• _Given text_:
☆ ☆ ☆
# Confusing lack of empathy



## The Hiker (Dec 28, 2018)

I'm really good at putting on a show of who I am for people. Part is from hitchhiking and lying all the time to anyone picking me up (don't know why I do that but I do) part is my mom is intensely social so I have that gene, sort of.

I can fake being philosophical and religious because I used to be, I can fit in with really angry mean people because I'm an outcast, but when I'm not trying to put on a show and work my way into a group I alienate myself from most people around me. Or the more I open up to people the less they understand me/agree with me and my emotions (especially women).

So I'm not good at being myself because I don't fully know who I am. But no matter where I am, 99% of the time I feel little to no connection to who or what I'm connecting with

Last winter was a terrible emotional/mental ride that combined a manipulative woman, very big emotionality over the Earth and it's destruction, and a lack of purpose in life, and after all that I don't feel much at all about those issues. That's partway good but also probably bad - acceptance of a lonely future is good but I've found myself almost instantly alienating women a lot of the time which is bad, not caring about the planet isn't exactly good, but the only other option is infinite anger and sadness and I'm not doing that again.

This is maybe too confusing to follow, maybe not, but anyone with any thoughts or comments, I want to hear what this makes you think.


----------



## mono (Dec 29, 2018)

without intending to sound cliché, you'll probably "learn to feel again" eventually - it's pretty normal to become hardened to shit after a bad episode.
☆ ☆ ☆
• _Given records_:
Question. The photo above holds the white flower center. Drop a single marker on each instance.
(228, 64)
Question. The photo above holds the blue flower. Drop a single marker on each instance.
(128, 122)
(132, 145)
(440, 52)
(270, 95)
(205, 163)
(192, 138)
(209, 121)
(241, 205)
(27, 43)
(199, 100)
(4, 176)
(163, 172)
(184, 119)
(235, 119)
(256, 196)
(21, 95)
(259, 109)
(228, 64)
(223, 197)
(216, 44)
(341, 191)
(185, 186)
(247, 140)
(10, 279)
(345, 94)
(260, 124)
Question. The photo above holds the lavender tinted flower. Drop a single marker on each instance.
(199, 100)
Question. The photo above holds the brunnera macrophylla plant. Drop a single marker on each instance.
☆ ☆ ☆
• _Actions to take_:
[A] Return the portion of the thread on lack of empathy starting at "## mono (Dec" and ending at "a bad episode.".
[B] Write the next part of the forum thread on lack of empathy, picking up after its final sentence.
The listing is separate material, unrelated to the forum thread on lack of empathy.

• _Per-task outputs_:
[A]
## mono (Dec 29, 2018)

without intending to sound cliché, you'll probably "learn to feel again" eventually - it's pretty normal to become hardened to shit after a bad episode.

[B]
it's good enough that you're aware of the negative aspects because a lot of people aren't and end up staying that way forever. having the self-awareness to have clocked that you're alienating people and not giving a fuck about important shit means that you haven't completely cast off caring

a good start might be to try and lock down exactly which aspects of how you're acting are alienating people the most and working backwards from there; re-jigging puzzle pieces one at a time without falling back into being upset or angry. sorry for not being able to be more specific or helpful, this sort of thing is really difficult to properly conceptualize since it can be so different for everyone - the endpoint of it is that you're not wrong to be angry or upset about things (and in many cases people really ought to be way more angry), but it isn't healthy to constantly feel it, so eventually combining the two approaches will probably work out best


----------



## The Hiker (Dec 29, 2018)

mono said:


> without intending to sound cliché, you'll probably "learn to feel again" eventually - it's pretty normal to become hardened to shit after a bad episode.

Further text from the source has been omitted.